Exercise goal -
Convert every line of the records below into a numbered list, one line per entry, and leave out any blank lines.

Provided records -
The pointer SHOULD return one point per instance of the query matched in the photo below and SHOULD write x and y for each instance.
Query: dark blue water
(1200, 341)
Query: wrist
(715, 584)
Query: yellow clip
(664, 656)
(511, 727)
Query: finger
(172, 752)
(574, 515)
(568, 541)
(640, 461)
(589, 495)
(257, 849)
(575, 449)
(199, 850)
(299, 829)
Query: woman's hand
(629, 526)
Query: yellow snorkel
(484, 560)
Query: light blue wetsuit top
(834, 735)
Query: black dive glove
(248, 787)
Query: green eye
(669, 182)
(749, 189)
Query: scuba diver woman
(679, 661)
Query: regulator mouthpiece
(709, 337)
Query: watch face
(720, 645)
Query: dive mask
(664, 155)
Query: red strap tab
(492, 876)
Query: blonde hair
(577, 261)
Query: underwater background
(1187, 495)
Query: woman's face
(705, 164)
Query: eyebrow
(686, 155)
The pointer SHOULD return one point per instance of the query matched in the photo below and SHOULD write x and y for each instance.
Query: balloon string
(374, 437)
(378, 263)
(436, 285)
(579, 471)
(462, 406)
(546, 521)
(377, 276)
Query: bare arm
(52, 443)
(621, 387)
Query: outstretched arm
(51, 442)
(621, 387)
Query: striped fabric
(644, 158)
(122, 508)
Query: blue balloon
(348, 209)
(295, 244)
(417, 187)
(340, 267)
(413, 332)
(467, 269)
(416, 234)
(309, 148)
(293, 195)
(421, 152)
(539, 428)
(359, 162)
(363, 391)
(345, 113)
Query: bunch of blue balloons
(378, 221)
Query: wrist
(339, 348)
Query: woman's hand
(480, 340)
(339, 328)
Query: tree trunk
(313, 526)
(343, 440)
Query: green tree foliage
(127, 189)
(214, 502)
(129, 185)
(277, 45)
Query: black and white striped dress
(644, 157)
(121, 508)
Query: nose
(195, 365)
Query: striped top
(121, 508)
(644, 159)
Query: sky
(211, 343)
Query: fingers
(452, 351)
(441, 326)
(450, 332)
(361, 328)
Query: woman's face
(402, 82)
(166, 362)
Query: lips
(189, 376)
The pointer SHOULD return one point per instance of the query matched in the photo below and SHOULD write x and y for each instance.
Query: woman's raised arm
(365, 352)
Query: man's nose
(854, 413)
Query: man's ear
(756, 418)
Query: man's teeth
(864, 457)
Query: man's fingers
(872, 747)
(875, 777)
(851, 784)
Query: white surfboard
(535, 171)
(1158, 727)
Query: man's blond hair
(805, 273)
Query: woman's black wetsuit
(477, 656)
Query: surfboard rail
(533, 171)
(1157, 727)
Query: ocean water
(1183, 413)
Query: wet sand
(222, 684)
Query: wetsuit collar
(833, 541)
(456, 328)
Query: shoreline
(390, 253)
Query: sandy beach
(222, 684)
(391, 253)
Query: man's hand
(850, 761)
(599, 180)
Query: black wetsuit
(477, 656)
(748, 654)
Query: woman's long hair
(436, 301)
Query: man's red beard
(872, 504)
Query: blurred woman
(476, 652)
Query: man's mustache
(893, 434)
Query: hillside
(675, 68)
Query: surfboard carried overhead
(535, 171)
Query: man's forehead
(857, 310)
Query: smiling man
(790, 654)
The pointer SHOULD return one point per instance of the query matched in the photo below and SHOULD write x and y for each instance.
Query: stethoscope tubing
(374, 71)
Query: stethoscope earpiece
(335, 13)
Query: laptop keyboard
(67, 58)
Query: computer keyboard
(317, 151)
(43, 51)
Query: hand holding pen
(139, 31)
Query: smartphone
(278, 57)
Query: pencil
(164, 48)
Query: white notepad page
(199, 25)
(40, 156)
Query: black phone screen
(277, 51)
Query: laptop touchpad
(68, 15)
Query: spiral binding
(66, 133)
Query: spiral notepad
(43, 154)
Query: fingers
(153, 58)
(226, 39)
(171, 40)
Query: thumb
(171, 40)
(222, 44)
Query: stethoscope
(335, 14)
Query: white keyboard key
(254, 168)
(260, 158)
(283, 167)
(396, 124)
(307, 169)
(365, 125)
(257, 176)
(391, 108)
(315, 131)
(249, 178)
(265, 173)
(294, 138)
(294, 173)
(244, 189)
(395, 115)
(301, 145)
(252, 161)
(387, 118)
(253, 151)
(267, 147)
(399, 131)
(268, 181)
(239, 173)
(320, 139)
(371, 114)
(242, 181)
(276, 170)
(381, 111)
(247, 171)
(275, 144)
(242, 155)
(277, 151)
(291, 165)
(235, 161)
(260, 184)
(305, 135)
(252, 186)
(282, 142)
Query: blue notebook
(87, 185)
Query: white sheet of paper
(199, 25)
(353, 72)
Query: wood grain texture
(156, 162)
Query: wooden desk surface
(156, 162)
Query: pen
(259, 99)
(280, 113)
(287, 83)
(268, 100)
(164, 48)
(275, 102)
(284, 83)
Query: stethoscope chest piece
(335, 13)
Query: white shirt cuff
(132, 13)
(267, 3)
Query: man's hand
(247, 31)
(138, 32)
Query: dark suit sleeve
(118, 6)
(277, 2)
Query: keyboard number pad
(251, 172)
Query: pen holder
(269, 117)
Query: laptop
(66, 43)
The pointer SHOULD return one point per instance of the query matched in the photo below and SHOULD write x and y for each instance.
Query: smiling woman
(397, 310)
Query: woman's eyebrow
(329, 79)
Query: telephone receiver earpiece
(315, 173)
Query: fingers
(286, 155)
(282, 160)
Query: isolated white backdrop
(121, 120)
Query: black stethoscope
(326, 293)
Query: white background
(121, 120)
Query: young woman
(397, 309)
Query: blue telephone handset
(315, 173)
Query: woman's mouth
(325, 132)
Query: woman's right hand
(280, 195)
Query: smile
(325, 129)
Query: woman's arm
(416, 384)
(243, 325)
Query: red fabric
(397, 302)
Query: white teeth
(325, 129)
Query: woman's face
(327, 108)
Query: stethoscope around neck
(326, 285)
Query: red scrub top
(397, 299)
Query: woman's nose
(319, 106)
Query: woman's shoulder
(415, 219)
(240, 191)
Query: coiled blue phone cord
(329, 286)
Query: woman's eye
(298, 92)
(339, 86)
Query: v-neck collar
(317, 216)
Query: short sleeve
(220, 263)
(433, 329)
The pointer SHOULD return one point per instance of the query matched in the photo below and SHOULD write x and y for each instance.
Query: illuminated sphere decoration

Exercise output -
1. The pointer SHOULD return one point per instance of the query matched in the photo below and SHOULD write x and y for each instance.
2. Query: dark blue water
3. (1200, 341)
4. Query: wrist
5. (715, 584)
6. Query: yellow clip
7. (664, 656)
8. (511, 727)
9. Query: finger
10. (172, 752)
11. (574, 515)
12. (568, 541)
13. (640, 461)
14. (589, 495)
15. (257, 849)
16. (575, 449)
17. (199, 850)
18. (299, 829)
19. Query: woman's hand
20. (629, 526)
21. Query: yellow snorkel
22. (484, 560)
23. Query: light blue wetsuit top
24. (834, 735)
25. Query: black dive glove
26. (248, 787)
27. Query: green eye
28. (669, 182)
29. (749, 189)
30. Query: scuba diver woman
31. (679, 661)
32. Query: regulator mouthpiece
33. (709, 337)
34. Query: watch face
35. (720, 645)
36. Query: dive mask
37. (664, 155)
38. Query: red strap tab
39. (492, 876)
40. Query: blonde hair
41. (577, 261)
42. Query: underwater background
43. (1187, 495)
44. Query: woman's face
45. (705, 164)
46. Query: eyebrow
47. (686, 155)
48. The pointer SHOULD return one point per instance of the query matched in the photo below and SHOULD write x and y for each instance.
49. Query: balloon string
50. (374, 437)
51. (378, 263)
52. (436, 285)
53. (579, 471)
54. (462, 406)
55. (546, 521)
56. (377, 276)
57. Query: bare arm
58. (52, 443)
59. (621, 387)
60. Query: outstretched arm
61. (51, 442)
62. (621, 387)
63. Query: striped fabric
64. (644, 158)
65. (122, 508)
66. Query: blue balloon
67. (348, 209)
68. (295, 244)
69. (417, 187)
70. (340, 267)
71. (413, 332)
72. (467, 269)
73. (416, 234)
74. (309, 148)
75. (293, 195)
76. (421, 152)
77. (539, 428)
78. (359, 162)
79. (363, 391)
80. (345, 113)
81. Query: bunch of blue balloons
82. (378, 221)
83. Query: wrist
84. (339, 348)
85. Query: woman's hand
86. (480, 340)
87. (339, 328)
88. Query: tree trunk
89. (313, 526)
90. (343, 440)
91. Query: green tree foliage
92. (127, 189)
93. (214, 502)
94. (129, 185)
95. (277, 45)
96. Query: black and white striped dress
97. (644, 157)
98. (121, 508)
99. Query: nose
100. (195, 365)
101. Query: striped top
102. (121, 508)
103. (644, 159)
104. Query: sky
105. (211, 343)
106. Query: fingers
107. (452, 351)
108. (441, 326)
109. (450, 332)
110. (361, 328)
111. Query: woman's face
112. (402, 82)
113. (166, 362)
114. Query: lips
115. (189, 376)
116. The pointer SHOULD return one point per instance of the query matched in the photo below and SHOULD write x and y for each instance.
117. Query: woman's raised arm
118. (365, 352)
119. Query: man's nose
120. (854, 413)
121. Query: man's ear
122. (756, 418)
123. Query: man's teeth
124. (864, 457)
125. Query: man's fingers
126. (872, 747)
127. (875, 777)
128. (851, 784)
129. Query: white surfboard
130. (535, 171)
131. (1158, 727)
132. Query: man's blond hair
133. (805, 273)
134. Query: woman's black wetsuit
135. (477, 656)
136. Query: surfboard rail
137. (533, 171)
138. (1157, 727)
139. Query: ocean water
140. (1183, 413)
141. Query: wet sand
142. (222, 684)
143. Query: wetsuit collar
144. (833, 541)
145. (456, 328)
146. Query: shoreline
147. (390, 253)
148. Query: sandy beach
149. (222, 684)
150. (391, 253)
151. Query: man's hand
152. (850, 761)
153. (599, 180)
154. Query: black wetsuit
155. (477, 656)
156. (748, 654)
157. Query: woman's long hair
158. (436, 301)
159. Query: man's red beard
160. (872, 504)
161. Query: blurred woman
162. (476, 652)
163. Query: man's mustache
164. (893, 434)
165. Query: hillside
166. (675, 68)
167. Query: surfboard carried overhead
168. (535, 171)
169. Query: man's forehead
170. (857, 310)
171. Query: smiling man
172. (790, 654)
173. The pointer SHOULD return one point per instance of the query matched in the photo below and SHOULD write x and y for each instance.
174. Query: stethoscope tubing
175. (374, 71)
176. Query: stethoscope earpiece
177. (335, 13)
178. Query: laptop keyboard
179. (67, 58)
180. Query: computer keyboard
181. (317, 151)
182. (43, 51)
183. Query: hand holding pen
184. (139, 31)
185. Query: smartphone
186. (278, 57)
187. Query: pencil
188. (164, 48)
189. Query: white notepad page
190. (199, 25)
191. (40, 156)
192. Query: black phone screen
193. (277, 51)
194. Query: laptop touchpad
195. (68, 15)
196. Query: spiral binding
197. (66, 133)
198. Query: spiral notepad
199. (43, 154)
200. Query: fingers
201. (153, 58)
202. (226, 39)
203. (171, 40)
204. Query: thumb
205. (171, 40)
206. (222, 44)
207. Query: stethoscope
208. (335, 14)
209. Query: white keyboard key
210. (254, 168)
211. (260, 158)
212. (283, 167)
213. (396, 124)
214. (307, 169)
215. (365, 125)
216. (257, 176)
217. (391, 108)
218. (315, 131)
219. (249, 178)
220. (265, 173)
221. (294, 138)
222. (294, 173)
223. (244, 189)
224. (395, 115)
225. (301, 145)
226. (252, 161)
227. (387, 118)
228. (253, 151)
229. (267, 147)
230. (399, 131)
231. (268, 181)
232. (239, 173)
233. (320, 139)
234. (371, 114)
235. (242, 181)
236. (276, 170)
237. (381, 111)
238. (247, 171)
239. (275, 144)
240. (242, 155)
241. (277, 151)
242. (291, 165)
243. (235, 161)
244. (260, 184)
245. (305, 135)
246. (252, 186)
247. (282, 142)
248. Query: blue notebook
249. (87, 185)
250. Query: white sheet of paper
251. (199, 25)
252. (353, 72)
253. Query: wood grain texture
254. (156, 162)
255. Query: wooden desk surface
256. (156, 162)
257. Query: pen
258. (259, 99)
259. (280, 113)
260. (287, 83)
261. (268, 100)
262. (164, 48)
263. (275, 102)
264. (284, 83)
265. Query: stethoscope chest piece
266. (335, 13)
267. Query: white shirt cuff
268. (132, 13)
269. (267, 3)
270. Query: man's hand
271. (247, 31)
272. (138, 32)
273. Query: dark suit sleeve
274. (118, 6)
275. (277, 2)
276. Query: keyboard number pad
277. (251, 172)
278. Query: pen holder
279. (269, 117)
280. Query: laptop
281. (66, 43)
282. The pointer SHOULD return one point per instance of the query matched in the photo below and SHOULD write x and y for each instance.
283. Query: smiling woman
284. (397, 310)
285. Query: woman's eyebrow
286. (329, 79)
287. Query: telephone receiver earpiece
288. (315, 173)
289. Query: fingers
290. (286, 155)
291. (282, 160)
292. Query: isolated white backdrop
293. (121, 120)
294. Query: black stethoscope
295. (326, 293)
296. Query: white background
297. (121, 120)
298. Query: young woman
299. (397, 309)
300. Query: blue telephone handset
301. (315, 173)
302. Query: woman's mouth
303. (325, 132)
304. Query: woman's right hand
305. (280, 195)
306. Query: smile
307. (325, 129)
308. Query: woman's arm
309. (416, 384)
310. (243, 325)
311. Query: red fabric
312. (397, 302)
313. Query: white teeth
314. (325, 129)
315. Query: woman's face
316. (327, 108)
317. Query: stethoscope around neck
318. (326, 285)
319. Query: red scrub top
320. (397, 299)
321. Query: woman's nose
322. (319, 106)
323. Query: woman's shoulder
324. (415, 219)
325. (240, 191)
326. Query: coiled blue phone cord
327. (329, 286)
328. Query: woman's eye
329. (298, 92)
330. (339, 86)
331. Query: v-neck collar
332. (317, 216)
333. Query: short sleeve
334. (220, 263)
335. (433, 329)
336. The pointer SHOULD return one point per instance of the query matched in the photo below and SHOULD write x and y for each instance.
337. Query: illuminated sphere decoration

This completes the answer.